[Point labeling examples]
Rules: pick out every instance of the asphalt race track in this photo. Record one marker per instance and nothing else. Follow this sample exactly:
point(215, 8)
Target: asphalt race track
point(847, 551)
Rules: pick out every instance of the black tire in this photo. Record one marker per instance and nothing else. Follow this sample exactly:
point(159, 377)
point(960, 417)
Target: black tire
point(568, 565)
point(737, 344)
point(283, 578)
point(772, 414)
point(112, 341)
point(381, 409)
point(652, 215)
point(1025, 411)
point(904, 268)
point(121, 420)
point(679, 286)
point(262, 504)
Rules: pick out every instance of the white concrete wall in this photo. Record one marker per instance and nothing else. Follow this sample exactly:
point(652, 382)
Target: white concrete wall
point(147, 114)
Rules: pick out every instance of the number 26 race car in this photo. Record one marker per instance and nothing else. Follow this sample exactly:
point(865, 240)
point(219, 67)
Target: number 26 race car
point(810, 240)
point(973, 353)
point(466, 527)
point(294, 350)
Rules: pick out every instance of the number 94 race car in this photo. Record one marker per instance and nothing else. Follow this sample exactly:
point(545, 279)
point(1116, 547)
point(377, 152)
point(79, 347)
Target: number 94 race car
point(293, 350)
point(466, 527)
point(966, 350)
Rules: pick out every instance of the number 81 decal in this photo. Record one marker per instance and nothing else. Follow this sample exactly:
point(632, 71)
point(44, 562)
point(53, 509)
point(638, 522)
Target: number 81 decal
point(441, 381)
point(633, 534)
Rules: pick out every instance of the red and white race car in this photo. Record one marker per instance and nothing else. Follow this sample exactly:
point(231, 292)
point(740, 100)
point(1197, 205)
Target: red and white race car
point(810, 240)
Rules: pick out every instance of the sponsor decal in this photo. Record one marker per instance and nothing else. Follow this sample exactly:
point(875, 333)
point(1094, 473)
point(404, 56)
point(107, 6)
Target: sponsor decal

-- EXERCISE --
Quote the records word for word, from their first line up to and including the line with "point(262, 504)".

-- TASK ANSWER --
Rules: pick out every instance of the asphalt race track in this photo. Record one marker per instance and nothing else. Follow this sample exactly:
point(215, 8)
Target: asphalt race track
point(847, 551)
Rules: pick out every instance of the black tire in this photo. Record one marker per instance and nothing else. Follow this sample exactly:
point(159, 377)
point(960, 417)
Target: black tire
point(568, 565)
point(737, 344)
point(283, 578)
point(772, 414)
point(112, 341)
point(381, 409)
point(652, 215)
point(1025, 411)
point(904, 268)
point(121, 420)
point(679, 286)
point(262, 504)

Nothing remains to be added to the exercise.